JUDGMENT : Sumeet Goel, J. 1. The present petition has been filed under Section 482 of Code of Criminal Procedure, 1973 by the petitioners for quashing of FIR No. 205 dated 14.10.2013 (Annexure P-1) registered for the offences punishable under Sections 406 and 498-A of IPC at Police Station Sector 19, Chandigarh, which was got lodged by respondent No. 2 (herein)-wife as also all subsequent proceedings emanating therefrom on the basis of compromise/statement dated 16.04.2015 (Annexure P-2) made before the learned trial Court. The allegations in the FIR primarily relate to the allegations of harassment on account of dowry and Istridhan related criminal breach of trust. The relevant part of compromise/statement dated 16.04.2015 made before the learned trial Court (copy whereof has been appended as Annexure P-2) reads as under: “We were married to each other on 16.10.2005 as per Sikh rites and ceremonies at Guruduwara Sahib, Sector-21, Chandigarh. After the marriage we both lived and cohabited together as husband and wife. Out of this wedlock no child was born. Due to temperamental differences we could not live together as husband and wife and started living separately since May, 2010. Now all disputes have been resolved between us amicably like past present and future maintenance, permanent alimony, dowry articles and Stridhan etc. The petitioner no. 2 has handed over demand draft of Rs. 75,000/- bearing no. 479730, dated 11.04.2015 to petitioner no. 1 and the remaining amount of Rs.1,75,000/- shall be given to her at the time of making second statement. Petitioner no. 1 undertakes to withdraw complaint under section 125 Cr.P.C. as well as complaint under D.V. Act She further undertake not to pursue the She case FIR no. 205, dated 14.10.2013 against petitioner no. 2, Parvinder Singh Cheema and Tarveen Kaur. We have filed this petition voluntarily, without any pressure or coercion. We undertake not to initiate any litigation against each other or against the relations of each others.” 2. Notice of motion of the instant petition was issued on 20.02.2017 whereupon respondent No. 2 had entered appearance in person 02.08.2017 and prayed for time to engage a lawyer. Thereafter, counsel for the petitioners had not caused appearance whereupon the instant petition was dismissed for non-prosecution vide order dated 02.08.2018.
┄┄┄┄┄┄
• _WHAT THIS EXERCISE ASKS_:
A – Render this sentence from the judgment into French: "After the marriage we both lived and cohabited together as husband and wife."
B – Name every person identified by name in the judgment.
C – According to the compromise statement quoted in the judgment, where did the marriage take place?
The data that come next are not required for any task.
┄┄┄┄┄┄
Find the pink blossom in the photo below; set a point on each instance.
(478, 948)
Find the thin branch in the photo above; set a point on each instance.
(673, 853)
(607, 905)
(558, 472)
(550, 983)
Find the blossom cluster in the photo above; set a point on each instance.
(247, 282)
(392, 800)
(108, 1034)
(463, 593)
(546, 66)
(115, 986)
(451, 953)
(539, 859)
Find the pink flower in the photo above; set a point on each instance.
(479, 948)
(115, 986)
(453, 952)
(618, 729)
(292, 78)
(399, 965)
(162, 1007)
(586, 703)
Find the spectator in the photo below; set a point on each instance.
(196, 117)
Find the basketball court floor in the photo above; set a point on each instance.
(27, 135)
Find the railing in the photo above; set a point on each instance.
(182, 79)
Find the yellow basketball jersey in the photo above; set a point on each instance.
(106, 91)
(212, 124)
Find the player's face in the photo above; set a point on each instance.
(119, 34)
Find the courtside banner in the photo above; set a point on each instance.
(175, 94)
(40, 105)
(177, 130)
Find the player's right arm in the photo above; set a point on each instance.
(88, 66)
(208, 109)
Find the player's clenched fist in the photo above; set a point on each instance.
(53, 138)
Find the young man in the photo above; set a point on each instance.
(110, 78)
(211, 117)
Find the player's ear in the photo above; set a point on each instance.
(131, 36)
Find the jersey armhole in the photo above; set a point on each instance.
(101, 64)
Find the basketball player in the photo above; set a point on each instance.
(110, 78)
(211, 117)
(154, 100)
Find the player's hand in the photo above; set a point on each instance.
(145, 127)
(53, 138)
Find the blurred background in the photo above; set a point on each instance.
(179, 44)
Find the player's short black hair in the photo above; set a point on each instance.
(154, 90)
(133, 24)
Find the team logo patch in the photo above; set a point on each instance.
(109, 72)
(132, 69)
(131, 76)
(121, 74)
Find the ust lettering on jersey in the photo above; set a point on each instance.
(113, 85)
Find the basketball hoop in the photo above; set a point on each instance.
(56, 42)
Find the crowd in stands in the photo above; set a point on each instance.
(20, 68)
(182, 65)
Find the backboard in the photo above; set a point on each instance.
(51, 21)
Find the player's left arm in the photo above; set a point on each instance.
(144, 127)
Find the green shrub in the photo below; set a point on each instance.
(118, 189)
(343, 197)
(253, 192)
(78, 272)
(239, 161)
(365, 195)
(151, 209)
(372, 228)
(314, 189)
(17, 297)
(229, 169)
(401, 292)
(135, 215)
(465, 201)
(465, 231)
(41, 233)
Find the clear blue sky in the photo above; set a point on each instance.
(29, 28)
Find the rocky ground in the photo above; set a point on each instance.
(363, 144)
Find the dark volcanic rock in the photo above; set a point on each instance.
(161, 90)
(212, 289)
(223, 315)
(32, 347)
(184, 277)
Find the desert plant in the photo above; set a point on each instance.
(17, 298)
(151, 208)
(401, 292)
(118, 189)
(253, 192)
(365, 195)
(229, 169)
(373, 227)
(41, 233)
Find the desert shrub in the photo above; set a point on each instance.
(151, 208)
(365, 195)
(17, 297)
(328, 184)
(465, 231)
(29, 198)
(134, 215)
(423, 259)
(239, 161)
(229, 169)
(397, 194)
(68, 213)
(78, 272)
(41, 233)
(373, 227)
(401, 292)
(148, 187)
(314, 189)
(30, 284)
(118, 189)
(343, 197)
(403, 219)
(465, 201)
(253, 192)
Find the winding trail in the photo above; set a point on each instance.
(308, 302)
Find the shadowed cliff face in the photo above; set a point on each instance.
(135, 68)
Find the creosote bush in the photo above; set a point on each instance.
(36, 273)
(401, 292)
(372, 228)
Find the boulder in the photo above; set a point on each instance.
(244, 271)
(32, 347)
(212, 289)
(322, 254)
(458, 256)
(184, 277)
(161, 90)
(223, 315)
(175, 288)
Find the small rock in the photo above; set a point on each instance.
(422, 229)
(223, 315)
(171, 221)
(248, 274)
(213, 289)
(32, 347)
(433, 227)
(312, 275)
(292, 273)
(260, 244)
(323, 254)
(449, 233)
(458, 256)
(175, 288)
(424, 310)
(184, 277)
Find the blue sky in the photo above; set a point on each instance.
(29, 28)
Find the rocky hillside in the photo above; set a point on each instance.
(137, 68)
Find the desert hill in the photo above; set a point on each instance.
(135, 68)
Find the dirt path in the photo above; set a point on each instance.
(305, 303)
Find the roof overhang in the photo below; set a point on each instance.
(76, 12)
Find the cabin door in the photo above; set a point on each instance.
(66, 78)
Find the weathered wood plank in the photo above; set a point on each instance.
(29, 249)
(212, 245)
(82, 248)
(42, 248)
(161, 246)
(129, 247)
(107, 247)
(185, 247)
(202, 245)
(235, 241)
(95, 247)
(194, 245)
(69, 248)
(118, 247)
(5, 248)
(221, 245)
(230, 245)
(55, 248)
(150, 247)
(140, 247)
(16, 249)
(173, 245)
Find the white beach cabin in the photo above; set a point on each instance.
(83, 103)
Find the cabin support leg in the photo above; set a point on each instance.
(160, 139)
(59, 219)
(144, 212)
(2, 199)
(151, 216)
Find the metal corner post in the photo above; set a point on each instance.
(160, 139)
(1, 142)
┄┄┄┄┄┄
• _RESPONSES FOR EACH TASK_:
A – Après le mariage, nous avons tous deux vécu et cohabité ensemble en tant que mari et femme.

B –
Sumeet Goel
Parvinder Singh Cheema
Tarveen Kaur

C – At Guruduwara Sahib, Sector-21, Chandigarh.